■ **WHAT YOU WILL DO**
Exactly reproduce the line that contains "Objective — one point on each instance of the black tv" and all lines after it in the entries below, through the very last line.

● ● ● ● ● ● ●

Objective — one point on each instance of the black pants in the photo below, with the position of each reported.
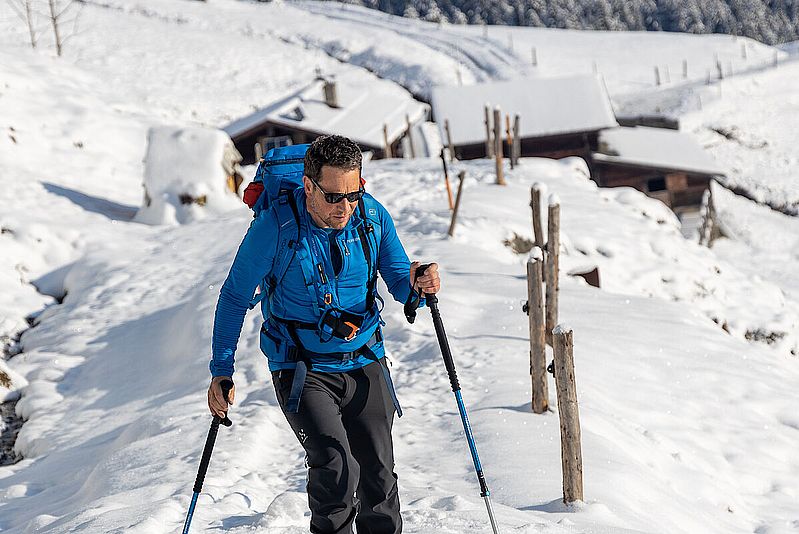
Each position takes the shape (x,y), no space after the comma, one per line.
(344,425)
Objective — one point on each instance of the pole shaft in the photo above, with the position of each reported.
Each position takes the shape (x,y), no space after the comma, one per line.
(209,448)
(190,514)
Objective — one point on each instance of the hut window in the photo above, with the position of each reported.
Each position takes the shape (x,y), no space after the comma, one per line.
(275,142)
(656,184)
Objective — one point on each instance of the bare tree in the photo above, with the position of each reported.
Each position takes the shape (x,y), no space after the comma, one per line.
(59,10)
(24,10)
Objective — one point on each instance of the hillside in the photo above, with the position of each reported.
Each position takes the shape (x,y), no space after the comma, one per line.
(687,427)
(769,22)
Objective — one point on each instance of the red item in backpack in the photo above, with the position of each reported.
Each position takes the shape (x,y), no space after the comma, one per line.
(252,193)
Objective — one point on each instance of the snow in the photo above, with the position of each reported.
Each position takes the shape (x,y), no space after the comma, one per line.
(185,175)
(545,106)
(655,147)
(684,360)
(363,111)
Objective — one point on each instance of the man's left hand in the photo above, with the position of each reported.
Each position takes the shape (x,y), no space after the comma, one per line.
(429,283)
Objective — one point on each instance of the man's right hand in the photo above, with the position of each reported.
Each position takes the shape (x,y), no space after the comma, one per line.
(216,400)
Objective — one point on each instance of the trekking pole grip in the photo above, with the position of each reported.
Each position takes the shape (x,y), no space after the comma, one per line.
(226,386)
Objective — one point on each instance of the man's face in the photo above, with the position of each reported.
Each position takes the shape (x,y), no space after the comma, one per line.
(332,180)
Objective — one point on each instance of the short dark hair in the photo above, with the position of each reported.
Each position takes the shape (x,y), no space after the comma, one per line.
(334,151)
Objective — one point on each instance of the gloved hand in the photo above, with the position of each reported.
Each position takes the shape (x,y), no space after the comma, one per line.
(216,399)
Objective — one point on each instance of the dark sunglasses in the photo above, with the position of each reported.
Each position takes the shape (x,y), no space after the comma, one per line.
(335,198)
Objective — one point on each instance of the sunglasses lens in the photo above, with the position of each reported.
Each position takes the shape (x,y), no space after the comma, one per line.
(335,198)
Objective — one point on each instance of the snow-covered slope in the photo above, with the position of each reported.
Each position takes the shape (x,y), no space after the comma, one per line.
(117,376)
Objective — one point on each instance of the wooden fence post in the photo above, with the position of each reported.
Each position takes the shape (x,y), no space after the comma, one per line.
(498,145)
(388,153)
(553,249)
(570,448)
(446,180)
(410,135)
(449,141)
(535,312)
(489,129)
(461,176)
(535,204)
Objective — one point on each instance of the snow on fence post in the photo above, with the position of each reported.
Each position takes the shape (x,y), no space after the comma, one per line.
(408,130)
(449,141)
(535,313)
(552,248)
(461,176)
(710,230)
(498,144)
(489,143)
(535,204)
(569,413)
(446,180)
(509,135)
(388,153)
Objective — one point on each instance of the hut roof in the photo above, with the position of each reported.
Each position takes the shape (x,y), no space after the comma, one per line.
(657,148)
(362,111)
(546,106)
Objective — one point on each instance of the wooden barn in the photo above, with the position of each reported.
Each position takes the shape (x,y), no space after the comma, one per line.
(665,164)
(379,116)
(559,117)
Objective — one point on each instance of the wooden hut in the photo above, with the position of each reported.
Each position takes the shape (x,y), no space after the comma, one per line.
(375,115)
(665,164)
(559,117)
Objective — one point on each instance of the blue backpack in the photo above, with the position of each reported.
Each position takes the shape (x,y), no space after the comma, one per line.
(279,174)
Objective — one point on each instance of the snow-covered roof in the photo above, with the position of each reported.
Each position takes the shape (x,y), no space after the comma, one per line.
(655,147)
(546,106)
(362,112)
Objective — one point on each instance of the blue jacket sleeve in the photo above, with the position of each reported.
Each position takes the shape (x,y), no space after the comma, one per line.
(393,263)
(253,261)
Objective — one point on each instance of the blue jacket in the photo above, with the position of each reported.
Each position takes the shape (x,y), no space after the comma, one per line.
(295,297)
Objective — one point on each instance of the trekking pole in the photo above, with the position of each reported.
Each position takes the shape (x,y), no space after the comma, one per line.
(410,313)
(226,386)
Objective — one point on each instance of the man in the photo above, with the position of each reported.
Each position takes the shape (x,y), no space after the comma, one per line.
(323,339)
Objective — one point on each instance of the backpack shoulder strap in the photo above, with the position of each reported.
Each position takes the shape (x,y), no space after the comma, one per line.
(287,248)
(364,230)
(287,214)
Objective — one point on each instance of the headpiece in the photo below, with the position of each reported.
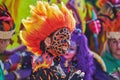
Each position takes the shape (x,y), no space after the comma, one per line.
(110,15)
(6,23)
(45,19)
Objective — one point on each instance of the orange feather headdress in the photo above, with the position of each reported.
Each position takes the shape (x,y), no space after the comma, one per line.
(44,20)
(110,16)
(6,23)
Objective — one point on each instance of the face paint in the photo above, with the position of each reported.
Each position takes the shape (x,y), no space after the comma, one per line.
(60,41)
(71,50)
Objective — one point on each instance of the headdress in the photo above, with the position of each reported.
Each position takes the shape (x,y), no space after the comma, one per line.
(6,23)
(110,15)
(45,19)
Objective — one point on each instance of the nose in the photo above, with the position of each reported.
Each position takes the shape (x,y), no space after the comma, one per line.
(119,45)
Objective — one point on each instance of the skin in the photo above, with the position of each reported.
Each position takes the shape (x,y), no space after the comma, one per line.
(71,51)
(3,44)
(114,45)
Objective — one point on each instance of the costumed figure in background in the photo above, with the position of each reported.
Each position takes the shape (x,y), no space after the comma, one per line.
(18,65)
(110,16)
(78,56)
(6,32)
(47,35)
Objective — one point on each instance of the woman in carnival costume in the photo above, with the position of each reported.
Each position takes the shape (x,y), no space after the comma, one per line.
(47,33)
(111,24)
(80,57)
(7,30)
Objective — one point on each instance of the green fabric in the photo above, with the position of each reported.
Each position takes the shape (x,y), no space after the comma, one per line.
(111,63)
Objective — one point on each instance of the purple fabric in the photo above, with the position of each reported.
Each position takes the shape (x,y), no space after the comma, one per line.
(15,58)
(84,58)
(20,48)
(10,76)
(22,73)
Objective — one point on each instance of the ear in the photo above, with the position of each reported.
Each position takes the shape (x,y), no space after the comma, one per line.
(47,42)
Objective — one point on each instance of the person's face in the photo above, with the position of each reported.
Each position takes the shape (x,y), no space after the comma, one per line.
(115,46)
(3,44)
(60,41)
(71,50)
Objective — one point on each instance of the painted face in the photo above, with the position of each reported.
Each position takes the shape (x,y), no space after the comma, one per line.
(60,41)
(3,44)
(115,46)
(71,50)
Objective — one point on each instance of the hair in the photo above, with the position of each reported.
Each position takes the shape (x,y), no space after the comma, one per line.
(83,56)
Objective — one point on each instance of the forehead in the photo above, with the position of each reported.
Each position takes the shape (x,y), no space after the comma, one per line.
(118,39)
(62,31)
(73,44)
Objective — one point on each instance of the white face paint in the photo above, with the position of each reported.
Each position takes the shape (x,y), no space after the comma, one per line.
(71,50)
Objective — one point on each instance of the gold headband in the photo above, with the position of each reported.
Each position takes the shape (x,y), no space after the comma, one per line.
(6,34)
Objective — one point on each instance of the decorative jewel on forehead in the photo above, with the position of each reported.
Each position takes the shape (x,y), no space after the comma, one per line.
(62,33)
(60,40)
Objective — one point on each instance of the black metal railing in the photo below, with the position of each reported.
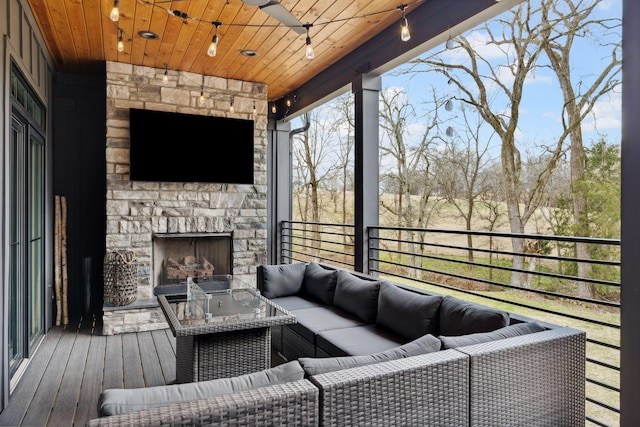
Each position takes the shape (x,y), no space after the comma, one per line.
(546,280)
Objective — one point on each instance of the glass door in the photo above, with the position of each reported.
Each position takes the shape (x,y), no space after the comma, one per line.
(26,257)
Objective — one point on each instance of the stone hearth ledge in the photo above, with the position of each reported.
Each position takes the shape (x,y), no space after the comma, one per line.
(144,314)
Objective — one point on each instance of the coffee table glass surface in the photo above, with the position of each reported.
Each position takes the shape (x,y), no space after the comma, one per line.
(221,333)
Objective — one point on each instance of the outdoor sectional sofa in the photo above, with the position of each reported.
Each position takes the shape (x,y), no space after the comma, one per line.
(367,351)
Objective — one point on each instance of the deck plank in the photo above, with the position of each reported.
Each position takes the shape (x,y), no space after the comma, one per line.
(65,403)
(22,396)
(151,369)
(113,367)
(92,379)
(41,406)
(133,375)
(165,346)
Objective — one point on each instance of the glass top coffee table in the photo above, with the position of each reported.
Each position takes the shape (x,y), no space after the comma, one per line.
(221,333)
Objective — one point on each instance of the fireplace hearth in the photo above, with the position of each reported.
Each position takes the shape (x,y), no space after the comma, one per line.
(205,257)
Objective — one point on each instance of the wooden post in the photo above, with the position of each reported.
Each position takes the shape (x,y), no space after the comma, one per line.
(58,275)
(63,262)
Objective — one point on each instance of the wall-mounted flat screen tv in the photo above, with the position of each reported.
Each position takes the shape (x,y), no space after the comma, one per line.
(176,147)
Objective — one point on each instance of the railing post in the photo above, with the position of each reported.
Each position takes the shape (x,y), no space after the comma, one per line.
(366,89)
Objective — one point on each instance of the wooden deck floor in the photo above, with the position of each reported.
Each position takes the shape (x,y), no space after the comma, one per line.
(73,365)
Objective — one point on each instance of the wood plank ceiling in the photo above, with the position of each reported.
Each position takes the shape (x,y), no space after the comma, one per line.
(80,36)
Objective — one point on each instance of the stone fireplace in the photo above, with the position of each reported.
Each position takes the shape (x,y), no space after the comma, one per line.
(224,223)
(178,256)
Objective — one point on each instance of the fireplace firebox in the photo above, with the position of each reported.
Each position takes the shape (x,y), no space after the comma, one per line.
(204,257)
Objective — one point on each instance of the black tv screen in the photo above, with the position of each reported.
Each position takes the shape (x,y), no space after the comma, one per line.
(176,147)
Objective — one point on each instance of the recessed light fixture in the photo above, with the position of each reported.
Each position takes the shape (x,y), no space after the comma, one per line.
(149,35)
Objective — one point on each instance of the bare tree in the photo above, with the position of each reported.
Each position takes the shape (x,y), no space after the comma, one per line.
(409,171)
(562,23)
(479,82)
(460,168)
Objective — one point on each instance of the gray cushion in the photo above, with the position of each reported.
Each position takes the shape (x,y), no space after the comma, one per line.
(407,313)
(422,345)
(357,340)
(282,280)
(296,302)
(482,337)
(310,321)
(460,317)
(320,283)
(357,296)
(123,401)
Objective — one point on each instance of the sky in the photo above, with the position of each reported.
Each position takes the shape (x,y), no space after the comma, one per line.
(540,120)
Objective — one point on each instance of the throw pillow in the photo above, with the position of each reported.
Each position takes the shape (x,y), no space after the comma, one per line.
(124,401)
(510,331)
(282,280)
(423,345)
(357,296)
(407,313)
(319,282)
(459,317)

● ● ● ● ● ● ●

■ **SOLUTION**
Objective — one point on each instance of the black tv screen in the photo above, with the position of each reported.
Each position takes the shape (x,y), no space after the comma, one per line.
(176,147)
Objective — one point on each instance of the recessed light fixture in the photo above, with the position of each reported.
Each position takes the shape (x,y), no space after the comma, one per line.
(149,35)
Objective — one point on each instance of the bare tree in the photo above, with the position of each reported.
Each position takes the shape (x,y), no space after the comma, one per line.
(409,171)
(562,23)
(479,82)
(460,168)
Objective — one point on each instance of the gray cushion in the photo above, with the position of each reported.
Each position takes the shape (x,y), no space after the comma, one per line.
(407,313)
(422,345)
(357,340)
(282,280)
(296,302)
(482,337)
(310,321)
(460,317)
(320,283)
(357,296)
(123,401)
Objective — one point on each instance of the sky in the photo above, with the position of each reported.
Each position takes the shape (x,y), no space after the comma, one per line.
(540,120)
Objective — one point on each instance of the throw pillow in the photo above, with the position of each reported.
Each position takes the shape (x,y), no space after the comma, one per line.
(124,401)
(510,331)
(282,280)
(423,345)
(357,296)
(407,313)
(319,282)
(459,317)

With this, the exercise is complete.